══ Data records

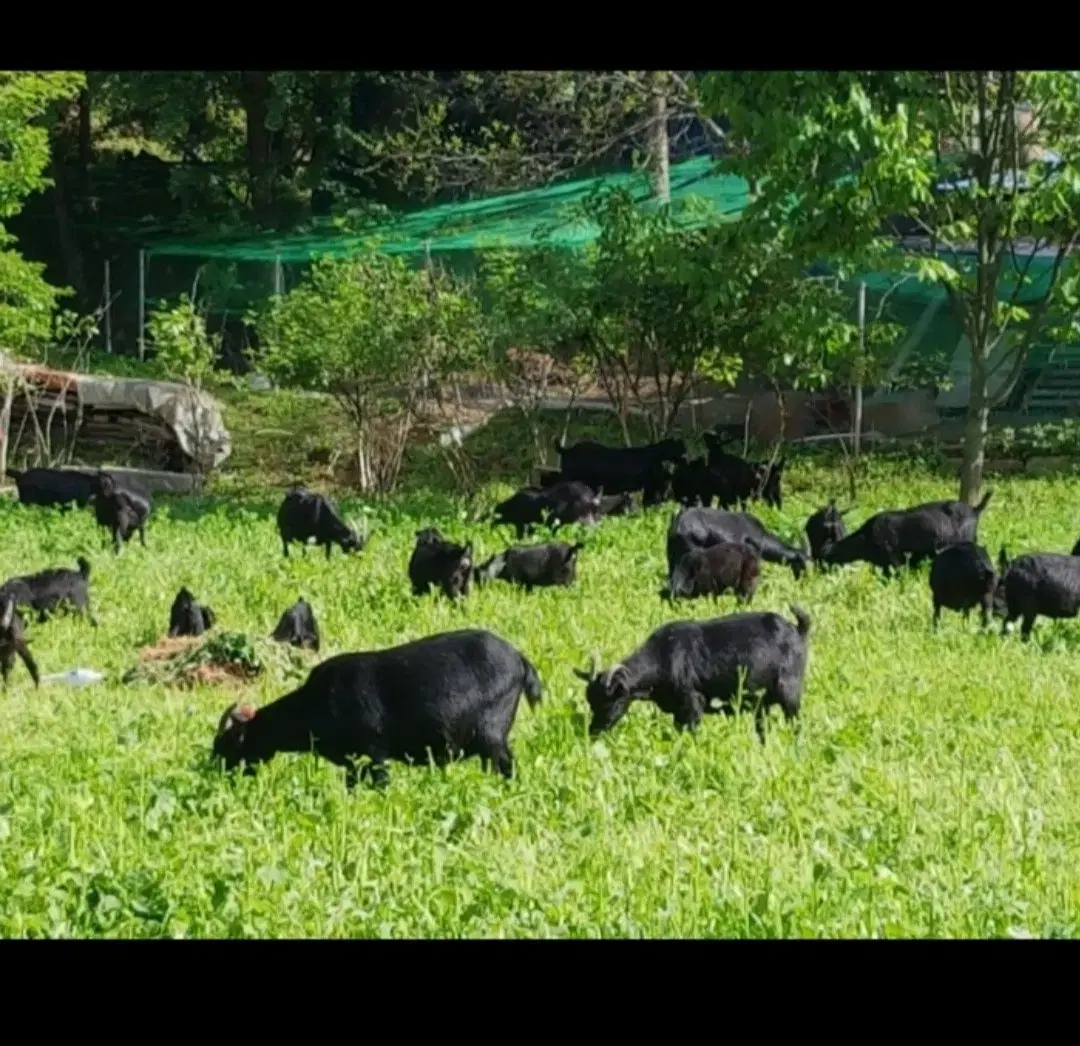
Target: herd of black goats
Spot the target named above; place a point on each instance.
(456, 694)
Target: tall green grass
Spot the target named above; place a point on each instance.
(933, 790)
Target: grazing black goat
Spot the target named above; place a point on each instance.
(122, 512)
(48, 589)
(622, 470)
(716, 569)
(523, 511)
(532, 566)
(962, 576)
(570, 501)
(685, 666)
(1038, 585)
(449, 695)
(699, 528)
(440, 564)
(297, 627)
(189, 617)
(732, 479)
(825, 528)
(889, 539)
(13, 641)
(53, 487)
(692, 484)
(307, 516)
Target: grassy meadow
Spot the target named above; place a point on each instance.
(932, 791)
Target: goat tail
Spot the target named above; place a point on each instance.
(534, 692)
(802, 619)
(747, 573)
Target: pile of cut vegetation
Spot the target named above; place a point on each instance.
(229, 657)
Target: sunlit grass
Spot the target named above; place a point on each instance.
(932, 792)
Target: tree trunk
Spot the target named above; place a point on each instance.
(66, 240)
(9, 398)
(256, 89)
(974, 433)
(66, 159)
(324, 110)
(85, 143)
(659, 148)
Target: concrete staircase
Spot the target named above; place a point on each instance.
(1056, 391)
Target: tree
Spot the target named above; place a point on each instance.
(27, 302)
(531, 321)
(379, 337)
(187, 352)
(453, 133)
(835, 155)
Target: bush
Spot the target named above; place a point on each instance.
(381, 338)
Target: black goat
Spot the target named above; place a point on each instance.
(532, 566)
(616, 505)
(622, 470)
(699, 528)
(548, 477)
(889, 539)
(53, 487)
(13, 641)
(685, 666)
(439, 564)
(449, 695)
(825, 528)
(732, 479)
(45, 591)
(189, 617)
(716, 569)
(692, 484)
(122, 512)
(961, 578)
(1042, 584)
(523, 511)
(307, 516)
(571, 501)
(297, 627)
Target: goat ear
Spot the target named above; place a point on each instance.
(613, 679)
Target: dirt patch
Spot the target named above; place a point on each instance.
(226, 659)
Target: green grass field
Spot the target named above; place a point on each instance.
(932, 791)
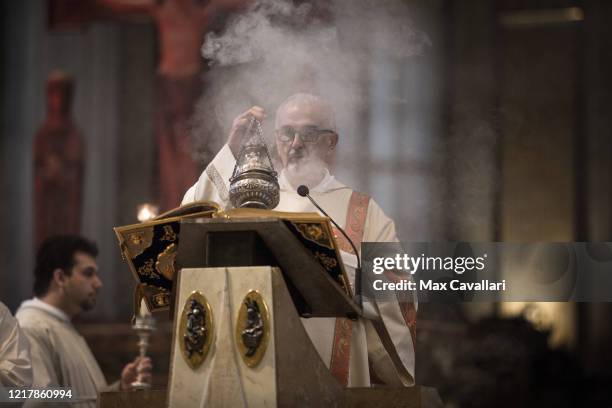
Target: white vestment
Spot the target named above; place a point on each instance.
(15, 367)
(333, 196)
(60, 355)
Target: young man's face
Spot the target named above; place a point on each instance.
(83, 284)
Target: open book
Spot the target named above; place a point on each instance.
(151, 248)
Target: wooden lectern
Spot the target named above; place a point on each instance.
(238, 340)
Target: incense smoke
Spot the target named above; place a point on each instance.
(277, 48)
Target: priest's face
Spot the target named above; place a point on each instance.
(83, 284)
(306, 148)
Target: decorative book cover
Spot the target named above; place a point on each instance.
(150, 248)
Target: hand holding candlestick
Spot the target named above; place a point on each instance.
(144, 324)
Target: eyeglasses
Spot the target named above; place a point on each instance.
(308, 134)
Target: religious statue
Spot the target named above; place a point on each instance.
(59, 155)
(181, 25)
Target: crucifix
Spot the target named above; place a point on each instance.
(181, 26)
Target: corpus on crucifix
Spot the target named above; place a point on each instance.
(58, 164)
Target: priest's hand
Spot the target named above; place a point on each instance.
(131, 372)
(240, 126)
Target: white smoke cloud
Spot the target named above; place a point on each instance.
(277, 48)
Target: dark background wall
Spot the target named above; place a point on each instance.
(510, 108)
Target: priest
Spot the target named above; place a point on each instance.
(306, 140)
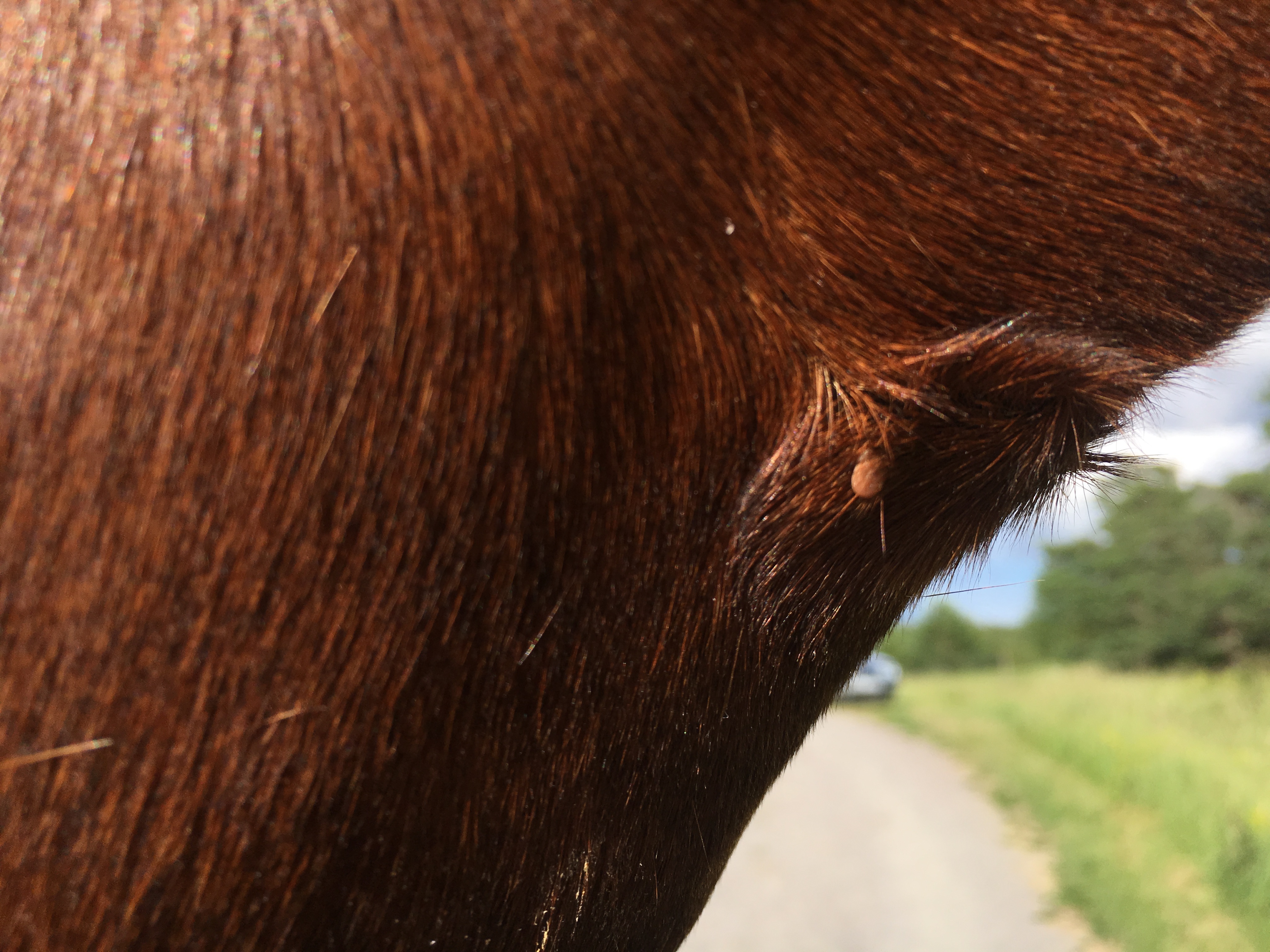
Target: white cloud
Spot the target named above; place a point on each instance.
(1206, 423)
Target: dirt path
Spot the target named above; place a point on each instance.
(873, 842)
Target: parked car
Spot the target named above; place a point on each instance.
(876, 680)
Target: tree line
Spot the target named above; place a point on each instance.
(1178, 577)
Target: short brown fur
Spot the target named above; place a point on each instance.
(428, 427)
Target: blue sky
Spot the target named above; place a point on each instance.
(1207, 424)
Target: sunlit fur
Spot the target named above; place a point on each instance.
(428, 426)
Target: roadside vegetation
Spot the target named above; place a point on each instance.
(1153, 789)
(1128, 718)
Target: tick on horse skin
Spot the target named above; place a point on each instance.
(869, 475)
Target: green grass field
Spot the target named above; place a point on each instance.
(1153, 790)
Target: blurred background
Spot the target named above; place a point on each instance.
(1076, 755)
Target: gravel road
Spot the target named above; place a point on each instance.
(873, 842)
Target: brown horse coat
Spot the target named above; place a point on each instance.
(444, 444)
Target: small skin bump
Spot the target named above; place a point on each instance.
(869, 475)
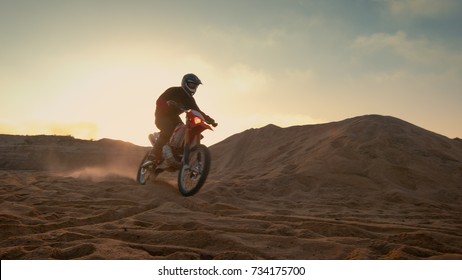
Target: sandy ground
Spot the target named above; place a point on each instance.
(371, 187)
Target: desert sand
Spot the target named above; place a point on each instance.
(369, 187)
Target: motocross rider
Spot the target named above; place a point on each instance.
(170, 105)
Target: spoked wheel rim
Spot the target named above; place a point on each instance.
(144, 171)
(193, 174)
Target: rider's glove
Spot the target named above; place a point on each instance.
(176, 105)
(211, 121)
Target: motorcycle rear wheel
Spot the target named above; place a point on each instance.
(192, 174)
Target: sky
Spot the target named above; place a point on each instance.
(93, 69)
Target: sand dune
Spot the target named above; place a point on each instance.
(370, 187)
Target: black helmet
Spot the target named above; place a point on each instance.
(190, 79)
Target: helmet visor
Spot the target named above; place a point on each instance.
(193, 85)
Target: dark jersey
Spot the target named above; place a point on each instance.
(179, 95)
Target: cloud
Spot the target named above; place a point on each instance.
(422, 8)
(84, 130)
(420, 52)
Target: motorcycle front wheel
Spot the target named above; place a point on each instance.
(144, 170)
(194, 172)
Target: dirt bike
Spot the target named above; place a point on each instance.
(184, 153)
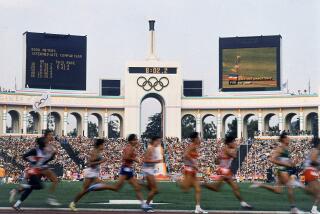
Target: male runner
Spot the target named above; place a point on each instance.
(281, 158)
(227, 154)
(191, 168)
(92, 173)
(311, 174)
(37, 159)
(129, 156)
(151, 158)
(47, 172)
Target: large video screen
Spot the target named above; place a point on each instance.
(55, 61)
(249, 63)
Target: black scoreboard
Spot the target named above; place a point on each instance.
(192, 88)
(110, 88)
(56, 61)
(152, 70)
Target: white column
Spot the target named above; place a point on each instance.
(219, 126)
(105, 125)
(301, 118)
(4, 121)
(65, 123)
(239, 126)
(281, 125)
(45, 119)
(260, 123)
(24, 122)
(198, 123)
(85, 124)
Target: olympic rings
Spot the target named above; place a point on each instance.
(152, 83)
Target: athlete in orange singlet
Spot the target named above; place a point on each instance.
(191, 168)
(227, 154)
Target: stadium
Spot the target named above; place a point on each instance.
(59, 141)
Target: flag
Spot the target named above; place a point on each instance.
(43, 101)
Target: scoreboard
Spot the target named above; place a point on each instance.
(55, 61)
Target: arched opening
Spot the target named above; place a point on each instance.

════

■ **Exercise**
Please format the data above as a numbered list, with blank lines left out and the pictures omitted.

■ **Solution to this exercise**
1. Target: herd of black goats
2. Spot the target named above; place a point on each instance.
3. (456, 694)
4. Target: tall green grass
5. Spot the target named above; place a point on each instance.
6. (933, 790)
7. Target: grazing black goat
8. Spot the target named above; place a point on each instance.
9. (122, 512)
10. (48, 589)
11. (622, 470)
12. (716, 569)
13. (523, 511)
14. (532, 566)
15. (962, 576)
16. (570, 501)
17. (685, 666)
18. (1038, 585)
19. (449, 695)
20. (699, 528)
21. (440, 564)
22. (297, 627)
23. (189, 617)
24. (732, 479)
25. (825, 528)
26. (889, 539)
27. (13, 641)
28. (53, 487)
29. (692, 484)
30. (307, 516)
31. Target: grassy meadow
32. Spot the target named above; place a point on each instance.
33. (932, 791)
34. Target: goat tail
35. Spot the target named above; place a point on each instance.
36. (534, 692)
37. (802, 619)
38. (747, 573)
39. Target: pile of cut vegetation
40. Spot the target named above; place a point on each instance.
41. (229, 657)
42. Target: sunlit grass
43. Spot the target named above; place a point on each instance.
44. (932, 792)
45. Target: tree trunk
46. Spot the target named above; place a point on each instance.
47. (66, 240)
48. (9, 398)
49. (256, 89)
50. (974, 433)
51. (66, 159)
52. (324, 110)
53. (85, 143)
54. (659, 148)
55. Target: concrete staircase
56. Spot the target named above; place a point on each instance.
57. (1056, 391)
58. Target: tree
59. Spot the target named above; place a point on each instance.
60. (27, 302)
61. (531, 321)
62. (379, 337)
63. (187, 352)
64. (453, 133)
65. (835, 155)
66. Target: bush
67. Spot the target named above; place a point on each instance.
68. (381, 338)
69. Target: black goat
70. Spot the target named above; place a point on each instance.
71. (532, 566)
72. (616, 505)
73. (622, 470)
74. (699, 528)
75. (548, 477)
76. (889, 539)
77. (53, 487)
78. (13, 641)
79. (685, 666)
80. (439, 564)
81. (449, 695)
82. (825, 528)
83. (732, 479)
84. (45, 591)
85. (189, 617)
86. (716, 569)
87. (692, 484)
88. (122, 512)
89. (961, 578)
90. (1042, 584)
91. (523, 511)
92. (307, 516)
93. (571, 501)
94. (297, 627)
95. Target: goat ear
96. Spot the target named above; place a point on each instance.
97. (613, 679)
98. Target: dirt patch
99. Spot the target named above; place a point on each instance.
100. (226, 659)
101. Target: green grass field
102. Spot the target named above; place a point on each instance.
103. (932, 791)
104. Target: white vestment
105. Spot the target named above; place a point on each instance.
106. (15, 367)
107. (333, 196)
108. (60, 355)
109. Target: young man's face
110. Spot the target named above; place a point on each instance.
111. (83, 284)
112. Target: open book
113. Spot the target named above; place a point on each instance.
114. (151, 248)
115. Target: wooden lectern
116. Spot the target named above; place a point on each instance.
117. (238, 340)
118. Target: incense smoke
119. Spot the target named above; place a point on each instance.
120. (277, 48)
121. Target: priest's face
122. Spot the target named above; place a point on each instance.
123. (83, 284)
124. (306, 148)
125. Target: decorative book cover
126. Spot the target named above; place a point on each instance.
127. (150, 248)
128. Target: hand holding candlestick
129. Spot the target named above; place a point on each instance.
130. (144, 324)
131. Target: eyeglasses
132. Spot the target named above; place a point on each instance.
133. (308, 134)
134. Target: religious statue
135. Spot the target named above; place a point on each instance.
136. (59, 155)
137. (181, 25)
138. Target: crucifix
139. Spot the target named above; place a point on each instance.
140. (181, 26)
141. Target: corpus on crucifix
142. Spot the target named above; place a point on each instance.
143. (58, 164)
144. Target: priest's hand
145. Spot the target named above; place a point on each instance.
146. (131, 372)
147. (240, 126)
148. Target: white smoke cloud
149. Spot the target named above; place a point on each instance.
150. (277, 48)
151. Target: dark background wall
152. Spot the target named above; place a point on each instance.
153. (510, 108)
154. Target: priest
155. Spot the target named above; place a point on each instance.
156. (306, 140)
157. Target: white cloud
158. Spot the target named above; place a point on each instance.
159. (1206, 423)
160. Target: dirt path
161. Spot the target named above; place a point on each instance.
162. (873, 842)
163. Target: parked car
164. Spot the target named above; place a point on each instance.
165. (876, 680)
166. Target: tree line
167. Spot the target named above; place a point on each instance.
168. (1178, 577)
169. Target: short brown fur
170. Spot the target named above; place a point on each instance.
171. (428, 427)
172. Target: blue sky
173. Spot the target named above; place a point on each instance.
174. (1207, 424)
175. Target: sunlit fur
176. Spot the target named above; place a point on each instance.
177. (428, 426)
178. Target: roadside vegetation
179. Spot the target named above; place a point on each instance.
180. (1153, 789)
181. (1128, 718)
182. Target: tick on horse skin
183. Spot the target named above; place a point on each instance.
184. (869, 475)
185. Target: green grass field
186. Spot the target named above; place a point on each instance.
187. (1153, 790)
188. Target: blurred background
189. Spot the target named above; place a point on each instance.
190. (1076, 755)
191. Target: gravel road
192. Spot the target named above; place a point on each instance.
193. (873, 842)
194. Target: brown horse coat
195. Spot the target named above; place a point on each instance.
196. (444, 444)
197. Target: small skin bump
198. Spot the target named above; place a point on each instance.
199. (869, 475)
200. Target: sandy ground
201. Spot the target named above; place a point on each instance.
202. (371, 187)
203. Target: desert sand
204. Spot the target named above; place a point on each instance.
205. (369, 187)
206. Target: motocross rider
207. Spot the target named above; place a point on each instance.
208. (170, 105)
209. Target: spoked wheel rim
210. Spot the target named above; place a point on each instance.
211. (144, 171)
212. (193, 174)
213. Target: rider's glove
214. Spot the target named above; place a point on each instance.
215. (176, 105)
216. (211, 121)
217. Target: motorcycle rear wheel
218. Spot the target named above; place a point on each instance.
219. (192, 174)
220. Target: sky
221. Spot the target named above; place a point on each instance.
222. (93, 69)
223. Target: sand dune
224. Spot the target named above; place a point on each instance.
225. (370, 187)
226. Target: black helmet
227. Spot the target named above; place a point on each instance.
228. (190, 79)
229. Target: helmet visor
230. Spot the target named above; place a point on each instance.
231. (193, 85)
232. Target: dark jersey
233. Spot the target named above; place a point on each instance.
234. (179, 95)
235. Target: cloud
236. Spot the target named above; place a point on each instance.
237. (422, 8)
238. (84, 130)
239. (420, 52)
240. Target: motorcycle front wheel
241. Spot the target named above; place a point on each instance.
242. (144, 170)
243. (194, 172)
244. Target: dirt bike
245. Spot the target named above; place a point on each instance.
246. (184, 153)
247. Target: male runner
248. Spot the target named above; place a point on each instance.
249. (281, 158)
250. (227, 154)
251. (191, 168)
252. (92, 173)
253. (311, 174)
254. (37, 159)
255. (129, 156)
256. (151, 158)
257. (47, 172)
258. Target: large video screen
259. Spot the target named above; place a point on each instance.
260. (55, 61)
261. (249, 63)
262. Target: black scoreboard
263. Spot the target named above; place a point on each instance.
264. (192, 88)
265. (110, 88)
266. (56, 61)
267. (152, 70)
268. Target: white column
269. Spot the target named above; place a point on each instance.
270. (219, 126)
271. (105, 125)
272. (301, 118)
273. (4, 121)
274. (65, 123)
275. (239, 126)
276. (281, 125)
277. (45, 119)
278. (260, 123)
279. (24, 122)
280. (198, 123)
281. (85, 124)
282. Target: olympic rings
283. Spot the target named above; place a point on each instance.
284. (152, 83)
285. Target: athlete in orange singlet
286. Spot the target named above; place a point on each instance.
287. (191, 168)
288. (227, 154)
289. Target: stadium
290. Spot the target named above; place a point on each instance.
291. (59, 141)
292. Target: flag
293. Spot the target named above; place a point on each instance.
294. (43, 101)
295. Target: scoreboard
296. Spot the target named above; place a point on each instance.
297. (55, 61)
298. Target: arched opening
299. Spot the target named above; place a point on each instance.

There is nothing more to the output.